Repeat the material below word for word and leave out all pictures.

MATERIALS PROVIDED:
· · · · ·
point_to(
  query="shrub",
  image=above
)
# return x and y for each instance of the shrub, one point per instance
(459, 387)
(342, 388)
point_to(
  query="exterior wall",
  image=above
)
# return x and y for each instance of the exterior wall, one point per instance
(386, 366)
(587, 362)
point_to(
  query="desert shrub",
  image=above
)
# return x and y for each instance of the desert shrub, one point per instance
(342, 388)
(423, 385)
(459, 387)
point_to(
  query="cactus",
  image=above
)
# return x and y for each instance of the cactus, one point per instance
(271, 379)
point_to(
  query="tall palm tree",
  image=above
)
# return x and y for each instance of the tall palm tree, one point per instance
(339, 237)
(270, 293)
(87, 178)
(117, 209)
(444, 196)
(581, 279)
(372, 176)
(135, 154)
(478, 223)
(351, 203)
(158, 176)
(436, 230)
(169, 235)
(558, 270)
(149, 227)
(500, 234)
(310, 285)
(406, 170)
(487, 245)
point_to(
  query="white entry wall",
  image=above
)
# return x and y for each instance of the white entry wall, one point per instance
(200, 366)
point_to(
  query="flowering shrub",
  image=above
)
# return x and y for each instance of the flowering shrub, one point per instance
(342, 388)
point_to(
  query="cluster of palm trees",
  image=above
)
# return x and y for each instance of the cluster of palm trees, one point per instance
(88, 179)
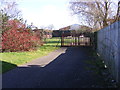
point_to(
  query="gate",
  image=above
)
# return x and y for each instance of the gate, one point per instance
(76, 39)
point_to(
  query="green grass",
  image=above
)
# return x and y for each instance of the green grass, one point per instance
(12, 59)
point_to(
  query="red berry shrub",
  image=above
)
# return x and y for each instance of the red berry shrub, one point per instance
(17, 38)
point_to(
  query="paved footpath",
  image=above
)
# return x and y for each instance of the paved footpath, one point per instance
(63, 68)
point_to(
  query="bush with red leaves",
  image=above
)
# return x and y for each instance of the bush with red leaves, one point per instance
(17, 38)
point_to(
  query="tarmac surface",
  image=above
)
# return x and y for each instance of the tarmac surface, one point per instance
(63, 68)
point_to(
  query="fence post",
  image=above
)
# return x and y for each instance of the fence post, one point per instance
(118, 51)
· · · · ·
EXERCISE ANSWER:
point_to(
  query="shrub",
  image=above
)
# return x and y for each instance of the shrub, one point per instance
(459, 387)
(342, 388)
point_to(
  query="exterior wall",
  image=above
)
# return x and y for each instance of the exterior wall, one point per instance
(386, 366)
(587, 362)
point_to(
  query="desert shrub",
  image=above
)
# return x and y for each instance of the desert shrub, one point per instance
(342, 388)
(423, 385)
(459, 387)
point_to(
  query="cactus",
  image=above
)
# return x and y for each instance of the cactus, one point per instance
(271, 379)
point_to(
  query="tall palm tree",
  image=above
)
# return x and y for each instance of the tall palm tree, one point per instance
(339, 237)
(270, 293)
(87, 178)
(117, 209)
(444, 196)
(581, 279)
(372, 176)
(135, 154)
(478, 223)
(351, 203)
(158, 176)
(436, 230)
(169, 235)
(558, 270)
(149, 227)
(500, 234)
(310, 285)
(406, 170)
(487, 245)
point_to(
  query="white entry wall",
  image=above
)
# return x and y for each instance of the white entry wall, one point per instance
(200, 366)
point_to(
  query="flowering shrub",
  image=above
)
# return x and y for each instance of the flowering shrub, one point per instance
(342, 388)
point_to(
  query="cluster of palm trees",
  image=above
)
# return x and y for each instance of the cluster of palm trees, one point per instance
(88, 179)
point_to(
  query="gate",
  image=above
)
# return x and y for each instance of the gate, one point per instance
(76, 39)
point_to(
  query="green grass",
  image=above
)
# return x and y for each instance of the green grass, one point per instance
(12, 59)
point_to(
  query="red berry shrub",
  image=above
)
# return x and y for each instance of the red berry shrub, one point per instance
(17, 38)
point_to(
  query="paved footpath",
  image=above
)
# return x and y for each instance of the paved footpath, one point per instance
(63, 68)
point_to(
  query="bush with red leaves",
  image=above
)
# return x and y for each instance of the bush with red leaves, one point per instance
(17, 38)
point_to(
  query="tarmac surface",
  image=above
)
# return x and y for each instance of the tarmac surface, one point per instance
(63, 68)
point_to(
  query="fence post",
  image=above
)
# return x and y for each instance of the fence post, one point per instance
(118, 51)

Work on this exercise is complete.